**TEXT PROVIDED**
Why It Might Not Win
Burma VJ didn’t win either. The Academy likes polished and affecting, but not necessarily only one of the two. Powerful human rights films have won in the past, but in recent years the winners have all been much more primped than 5 Broken Cameras. It’s also politically challenging and perhaps controversial, not necessarily due to its content but due to how it has been spun. It won’t be a consensus title.
The Gatekeepers
Why It Was Nominated
While 5 Broken Cameras takes something that we had all read about and gives it immediacy, The Gatekeepers is actually creating news. These interviews with the former heads of Shin Bet, Israel’s security agency, are important and revelatory documents in the history of the occupation of the West Bank. The dedication and skill of Dror Moreh in getting these men to talk shines through and is certainly worthy of awards consideration.
Why It Might Win
The Academy has gone for this sort of film before, most notably giving the Oscar to Errol Morris for The Fog of War, the most obvious influence on The Gatekeepers. This is bold, high quality work and it’s much more polished than 5 Broken Cameras. It could swoop in and take the prize.
Why It Might Not Win
However, it might be too tough to take. It ends on a profoundly negative note, with rhetoric that might rub some Academy members the wrong way. It’s challenging to the entire way that many Americans have perceived the occupation of the Palestinian Territories, and while it is occasionally timid in its handling of its interview subjects, it is nothing but direct and brutal regarding the failures of certain former Prime Ministers. It could easily be too much to take.
How to Survive a Plague
Why It Was Nominated
It’s heartbreaking, inspiring, and historic without even a second of exaggeration or condescension. David France’s work is a triumph of editing and assembling archival footage, a thoroughly told historical narrative and an ode to some of America’s most undervalued heroes. It’s among the best films nominated in any category.
Why It Might Win
The Academy loves all of those things, of course. How to Survive a Plague is both infuriating and life-affirming, depressing enough to win but not so depressing that it ruins the mood of some more easily bothered Academy members.

**JOB A**
According to the Oscar documentary commentary, which filmmaker won the Oscar for The Fog of War?
The commentary and the records have no connection to each other.

[Items from a dataset]
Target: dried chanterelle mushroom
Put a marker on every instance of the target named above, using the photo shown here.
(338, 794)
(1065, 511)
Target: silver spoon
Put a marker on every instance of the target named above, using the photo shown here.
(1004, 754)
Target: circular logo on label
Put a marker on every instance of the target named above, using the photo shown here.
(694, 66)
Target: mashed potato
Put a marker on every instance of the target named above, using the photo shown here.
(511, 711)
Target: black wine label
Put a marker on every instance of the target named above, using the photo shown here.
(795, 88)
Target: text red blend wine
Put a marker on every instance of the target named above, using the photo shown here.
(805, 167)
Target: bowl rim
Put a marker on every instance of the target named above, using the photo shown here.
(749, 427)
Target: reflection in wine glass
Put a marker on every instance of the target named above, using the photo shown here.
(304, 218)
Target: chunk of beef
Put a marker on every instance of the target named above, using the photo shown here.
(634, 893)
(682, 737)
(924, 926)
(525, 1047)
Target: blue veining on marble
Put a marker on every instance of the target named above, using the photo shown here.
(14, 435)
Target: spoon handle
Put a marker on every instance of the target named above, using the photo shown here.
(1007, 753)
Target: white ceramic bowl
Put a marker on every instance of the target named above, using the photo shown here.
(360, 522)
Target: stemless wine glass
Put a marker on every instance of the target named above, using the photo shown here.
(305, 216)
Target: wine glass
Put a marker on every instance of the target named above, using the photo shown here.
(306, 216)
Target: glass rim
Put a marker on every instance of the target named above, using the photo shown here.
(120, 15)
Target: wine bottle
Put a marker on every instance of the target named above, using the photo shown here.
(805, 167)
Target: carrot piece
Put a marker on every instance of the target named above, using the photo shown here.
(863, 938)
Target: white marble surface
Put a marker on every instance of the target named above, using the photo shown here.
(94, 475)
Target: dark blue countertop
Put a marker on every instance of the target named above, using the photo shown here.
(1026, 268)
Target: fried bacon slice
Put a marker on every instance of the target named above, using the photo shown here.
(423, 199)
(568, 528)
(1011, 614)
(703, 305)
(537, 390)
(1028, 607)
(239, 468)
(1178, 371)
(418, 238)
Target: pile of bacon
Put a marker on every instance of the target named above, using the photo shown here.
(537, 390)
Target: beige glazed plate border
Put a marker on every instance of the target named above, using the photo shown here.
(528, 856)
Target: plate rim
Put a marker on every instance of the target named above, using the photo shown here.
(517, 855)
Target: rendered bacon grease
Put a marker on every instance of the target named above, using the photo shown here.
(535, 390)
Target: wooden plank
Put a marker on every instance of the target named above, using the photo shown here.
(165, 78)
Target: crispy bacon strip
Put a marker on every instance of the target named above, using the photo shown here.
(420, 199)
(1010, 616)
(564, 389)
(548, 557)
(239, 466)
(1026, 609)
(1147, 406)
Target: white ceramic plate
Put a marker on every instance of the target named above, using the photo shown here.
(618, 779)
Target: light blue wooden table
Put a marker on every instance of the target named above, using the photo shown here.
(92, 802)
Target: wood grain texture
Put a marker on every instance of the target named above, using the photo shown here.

**JOB B**
Extract every line of the records that contains the string "plate", treating case as significant.

**FINAL RESULT A**
Errol Morris.

**FINAL RESULT B**
Target: beige glazed plate border
Target: plate rim
Target: white ceramic plate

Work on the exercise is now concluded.